**LESETEXT:**
+++++

All das werde jetzt durch Epidemiemassnahmen ja massiv eingeschränkt – und was diese Leute nun erführen, lasse sich am besten mit «Vereinzelung» umschreiben, das sei treffender als Vereinsamung. Ihnen fehle nun der zwischenmenschliche Austausch, der helfe, die eigene Befindlichkeit immer wieder zu justieren, zu kalibrieren, in ein Gleichgewicht zu bringen.
Und der andere Pol? «Das sind Leute in beengten Wohn- und Lebensverhältnissen», sagt Gebbers, Menschen, die in Haushalten mit ausgeprägter interner Kontrolle lebten, psychisch und physisch wenig Spielraum hätten, perfektionistisch seien und unter dem Einfluss der Epidemie würden diese Verhältnisse erst recht zum engen Korsett. Tendenzen zu Zwangsverhalten würden verstärkt, so dass es in Familien zu mehr Spannungen komme, die psychische und physische Gewalt zunehme, vor allem auch gegenüber Kindern, wie dies jüngste Studien zeigten.
Wer kommt denn in Brunnen in Behandlung? Grundsätzlich Patienten, die durch Hausarzt, Vertrauensarzt oder Psychiater überwiesen werden, Menschen, für die eine mehrwöchige Behandlung ausserhalb der normalen Umgebung als notwendig erachtet wird. Das zur Schweizer Ameos-Gruppe gehörende Seeklinikum Brunnen ist auf stationäre Behandlung von psychischen Störungen wie Burnout und Depressionen, auch auf die ambulante und stationäre Behandlung von Schlafstörungen ausgerichtet. Ein Aufenthalt dauert nach Gebbers’ Worten rund sechs Wochen: «Das ist die Zeit, die die Biologie braucht, damit das psychische System wieder in ein gewisses Gleichgewicht kommt», meint er. Die Patienten seien dann zwar nicht geheilt, aber bereit, den weiteren Weg wieder weitgehend eigenständig zu gehen.

+++++

**BEREITGESTELLTE DATEN:**

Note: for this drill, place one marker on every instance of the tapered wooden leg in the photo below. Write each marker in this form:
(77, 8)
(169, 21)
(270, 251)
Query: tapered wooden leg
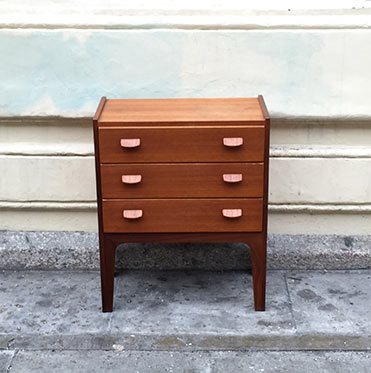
(107, 272)
(259, 258)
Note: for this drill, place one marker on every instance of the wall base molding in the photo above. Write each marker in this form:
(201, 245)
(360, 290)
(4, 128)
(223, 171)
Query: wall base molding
(79, 250)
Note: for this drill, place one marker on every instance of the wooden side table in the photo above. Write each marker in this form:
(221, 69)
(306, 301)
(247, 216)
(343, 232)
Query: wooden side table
(182, 170)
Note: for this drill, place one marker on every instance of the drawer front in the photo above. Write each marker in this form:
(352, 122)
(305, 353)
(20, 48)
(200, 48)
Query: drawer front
(143, 145)
(192, 215)
(182, 180)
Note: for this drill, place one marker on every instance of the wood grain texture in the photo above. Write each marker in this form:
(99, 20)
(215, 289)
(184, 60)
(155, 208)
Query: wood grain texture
(180, 154)
(182, 111)
(192, 180)
(183, 215)
(181, 145)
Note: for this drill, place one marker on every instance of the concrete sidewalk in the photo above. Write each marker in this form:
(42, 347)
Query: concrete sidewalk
(195, 315)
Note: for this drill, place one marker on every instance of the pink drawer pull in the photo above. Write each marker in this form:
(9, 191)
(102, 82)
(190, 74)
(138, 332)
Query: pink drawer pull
(132, 214)
(130, 143)
(131, 179)
(232, 141)
(232, 213)
(232, 178)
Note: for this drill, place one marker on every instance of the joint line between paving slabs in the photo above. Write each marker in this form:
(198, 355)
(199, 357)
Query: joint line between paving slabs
(9, 367)
(290, 302)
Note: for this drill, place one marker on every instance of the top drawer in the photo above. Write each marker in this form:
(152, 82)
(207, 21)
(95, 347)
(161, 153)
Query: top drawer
(181, 144)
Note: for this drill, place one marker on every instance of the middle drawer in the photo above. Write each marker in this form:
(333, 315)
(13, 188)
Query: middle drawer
(174, 180)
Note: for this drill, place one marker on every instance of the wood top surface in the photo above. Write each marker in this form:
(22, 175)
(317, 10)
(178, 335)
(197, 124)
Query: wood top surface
(177, 111)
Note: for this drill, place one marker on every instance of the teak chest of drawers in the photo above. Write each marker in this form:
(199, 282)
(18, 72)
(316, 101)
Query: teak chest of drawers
(182, 170)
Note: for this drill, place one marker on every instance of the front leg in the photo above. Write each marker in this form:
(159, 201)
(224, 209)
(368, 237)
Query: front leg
(107, 272)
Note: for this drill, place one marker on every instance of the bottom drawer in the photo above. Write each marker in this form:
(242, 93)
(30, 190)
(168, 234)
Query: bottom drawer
(183, 215)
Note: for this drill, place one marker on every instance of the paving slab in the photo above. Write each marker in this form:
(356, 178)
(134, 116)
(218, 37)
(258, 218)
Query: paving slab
(5, 360)
(198, 302)
(46, 303)
(331, 303)
(185, 311)
(205, 362)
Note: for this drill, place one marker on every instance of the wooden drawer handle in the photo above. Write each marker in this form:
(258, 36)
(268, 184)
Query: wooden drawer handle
(232, 141)
(132, 214)
(131, 179)
(130, 143)
(232, 213)
(232, 178)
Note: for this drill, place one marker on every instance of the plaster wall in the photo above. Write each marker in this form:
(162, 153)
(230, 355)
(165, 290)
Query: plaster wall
(311, 64)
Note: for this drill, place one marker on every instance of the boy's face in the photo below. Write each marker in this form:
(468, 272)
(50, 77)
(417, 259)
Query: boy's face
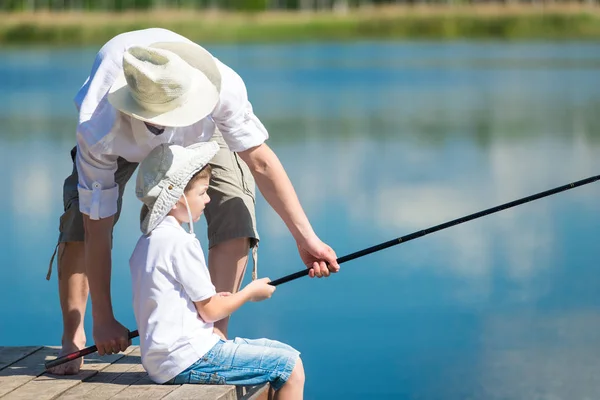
(197, 199)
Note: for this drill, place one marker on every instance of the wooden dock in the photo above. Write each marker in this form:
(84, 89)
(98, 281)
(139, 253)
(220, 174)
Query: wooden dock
(117, 376)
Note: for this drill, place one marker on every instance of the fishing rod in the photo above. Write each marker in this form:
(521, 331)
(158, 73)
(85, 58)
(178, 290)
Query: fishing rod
(373, 249)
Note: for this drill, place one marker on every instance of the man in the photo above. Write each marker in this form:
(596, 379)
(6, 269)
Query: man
(146, 88)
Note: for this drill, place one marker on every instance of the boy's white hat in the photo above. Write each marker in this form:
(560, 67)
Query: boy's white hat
(163, 176)
(167, 84)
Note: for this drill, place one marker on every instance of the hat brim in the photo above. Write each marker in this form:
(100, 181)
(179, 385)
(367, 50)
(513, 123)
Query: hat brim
(156, 212)
(200, 102)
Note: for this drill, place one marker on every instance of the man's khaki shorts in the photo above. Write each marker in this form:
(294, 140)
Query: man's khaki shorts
(229, 214)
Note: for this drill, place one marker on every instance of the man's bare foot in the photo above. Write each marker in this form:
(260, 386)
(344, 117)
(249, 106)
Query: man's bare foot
(70, 367)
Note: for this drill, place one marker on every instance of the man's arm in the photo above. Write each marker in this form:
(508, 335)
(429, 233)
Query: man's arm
(276, 187)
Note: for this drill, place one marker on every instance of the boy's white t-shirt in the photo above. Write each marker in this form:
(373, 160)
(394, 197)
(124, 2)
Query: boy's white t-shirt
(168, 274)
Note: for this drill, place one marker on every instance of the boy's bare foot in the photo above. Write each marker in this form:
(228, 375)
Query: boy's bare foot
(70, 367)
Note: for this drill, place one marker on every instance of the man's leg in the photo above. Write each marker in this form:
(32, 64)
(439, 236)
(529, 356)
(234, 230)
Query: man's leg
(73, 292)
(72, 278)
(227, 264)
(231, 223)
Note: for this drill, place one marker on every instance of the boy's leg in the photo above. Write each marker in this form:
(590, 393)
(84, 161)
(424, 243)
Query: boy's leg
(231, 222)
(294, 386)
(72, 279)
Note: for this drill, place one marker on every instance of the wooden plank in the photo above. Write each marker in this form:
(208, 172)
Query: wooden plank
(9, 355)
(46, 387)
(212, 392)
(143, 387)
(108, 382)
(24, 370)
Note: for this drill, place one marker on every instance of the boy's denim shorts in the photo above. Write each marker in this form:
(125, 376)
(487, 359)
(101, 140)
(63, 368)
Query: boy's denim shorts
(242, 362)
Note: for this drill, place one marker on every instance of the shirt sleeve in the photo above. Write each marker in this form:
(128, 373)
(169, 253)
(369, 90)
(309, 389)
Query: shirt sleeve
(189, 269)
(98, 192)
(234, 116)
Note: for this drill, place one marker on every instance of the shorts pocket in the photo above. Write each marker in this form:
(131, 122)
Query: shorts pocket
(245, 176)
(204, 378)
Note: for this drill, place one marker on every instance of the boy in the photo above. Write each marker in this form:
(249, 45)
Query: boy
(175, 303)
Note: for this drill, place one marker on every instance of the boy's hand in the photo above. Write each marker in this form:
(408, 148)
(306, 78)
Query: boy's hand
(260, 289)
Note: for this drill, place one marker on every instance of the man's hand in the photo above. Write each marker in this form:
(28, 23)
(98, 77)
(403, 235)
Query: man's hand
(319, 257)
(111, 337)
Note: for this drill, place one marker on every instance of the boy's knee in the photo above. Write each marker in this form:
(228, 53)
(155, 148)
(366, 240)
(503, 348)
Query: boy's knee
(297, 376)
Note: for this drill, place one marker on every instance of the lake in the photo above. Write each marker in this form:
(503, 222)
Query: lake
(380, 139)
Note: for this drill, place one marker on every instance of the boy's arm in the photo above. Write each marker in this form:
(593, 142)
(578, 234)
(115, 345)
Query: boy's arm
(217, 307)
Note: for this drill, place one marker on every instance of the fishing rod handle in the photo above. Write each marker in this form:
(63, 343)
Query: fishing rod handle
(83, 352)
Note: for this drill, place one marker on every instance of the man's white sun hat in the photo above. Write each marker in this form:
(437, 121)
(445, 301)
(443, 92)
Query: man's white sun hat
(168, 84)
(163, 176)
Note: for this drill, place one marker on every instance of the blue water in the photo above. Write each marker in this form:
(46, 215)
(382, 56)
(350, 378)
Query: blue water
(380, 140)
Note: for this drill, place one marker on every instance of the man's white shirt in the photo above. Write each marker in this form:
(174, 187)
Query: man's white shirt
(105, 134)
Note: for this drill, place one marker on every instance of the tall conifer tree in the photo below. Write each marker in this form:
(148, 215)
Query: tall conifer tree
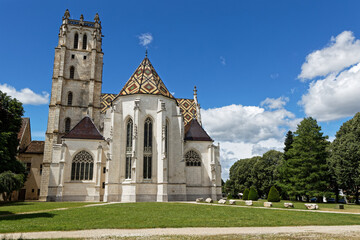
(306, 166)
(345, 157)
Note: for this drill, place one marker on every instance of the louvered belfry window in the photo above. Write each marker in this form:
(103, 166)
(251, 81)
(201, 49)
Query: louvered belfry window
(147, 149)
(129, 137)
(82, 166)
(84, 41)
(76, 41)
(192, 159)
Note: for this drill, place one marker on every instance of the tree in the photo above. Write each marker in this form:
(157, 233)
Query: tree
(283, 178)
(289, 139)
(11, 112)
(345, 157)
(10, 182)
(253, 195)
(306, 165)
(264, 173)
(273, 195)
(246, 194)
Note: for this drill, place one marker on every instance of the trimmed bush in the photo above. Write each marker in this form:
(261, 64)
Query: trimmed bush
(253, 195)
(273, 195)
(246, 194)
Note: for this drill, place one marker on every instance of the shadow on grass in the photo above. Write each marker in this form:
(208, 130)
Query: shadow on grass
(5, 213)
(6, 204)
(26, 216)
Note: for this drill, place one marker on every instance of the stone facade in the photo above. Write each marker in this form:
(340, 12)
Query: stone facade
(138, 148)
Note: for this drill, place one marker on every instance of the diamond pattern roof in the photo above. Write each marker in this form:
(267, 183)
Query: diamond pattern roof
(145, 80)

+++++

**GELESENES ANWENDEN:**
A. Beantworten Sie anhand des Lesetexts:
(i) Welches Wort beschreibt das Erleben der betroffenen Leute treffender als „Vereinsamung“?
(ii) Zu welcher Gruppe gehört das Seeklinikum Brunnen?
(iii) Wie lange dauert ein Aufenthalt in Brunnen ungefähr?
B. Fassen Sie den Absatz des Lesetexts, der mit „Wer kommt denn in Brunnen“ beginnt, als Liste zusammen und behalten Sie dabei die wesentlichen Fakten bei.
C. Schreiben Sie aus dem Lesetext alles von „Und der andere“ bis hinunter zu „jüngste Studien zeigten.“ wortgetreu ab.
Die Zeilen stehen in keinem Zusammenhang mit dem Lesetext.

**NUMMERIERTE ANTWORTEN:**
A.
(i) «Vereinzelung»
(ii) Zur Schweizer Ameos-Gruppe
(iii) Rund sechs Wochen

B.
- Patienten kommen auf Überweisung von Hausarzt, Vertrauensarzt oder Psychiater, wenn eine mehrwöchige Behandlung ausserhalb der normalen Umgebung als notwendig gilt.
- Das Seeklinikum Brunnen gehört zur Schweizer Ameos-Gruppe.
- Schwerpunkte der Klinik sind die stationäre Behandlung psychischer Störungen wie Burnout und Depressionen sowie die ambulante und stationäre Behandlung von Schlafstörungen.
- Ein Aufenthalt dauert rund sechs Wochen, weil die Biologie so viel Zeit braucht, bis das psychische System wieder in ein gewisses Gleichgewicht kommt.
- Danach sind die Patienten nicht geheilt, aber bereit, den weiteren Weg weitgehend eigenständig zu gehen.

C.
Und der andere Pol? «Das sind Leute in beengten Wohn- und Lebensverhältnissen», sagt Gebbers, Menschen, die in Haushalten mit ausgeprägter interner Kontrolle lebten, psychisch und physisch wenig Spielraum hätten, perfektionistisch seien und unter dem Einfluss der Epidemie würden diese Verhältnisse erst recht zum engen Korsett. Tendenzen zu Zwangsverhalten würden verstärkt, so dass es in Familien zu mehr Spannungen komme, die psychische und physische Gewalt zunehme, vor allem auch gegenüber Kindern, wie dies jüngste Studien zeigten.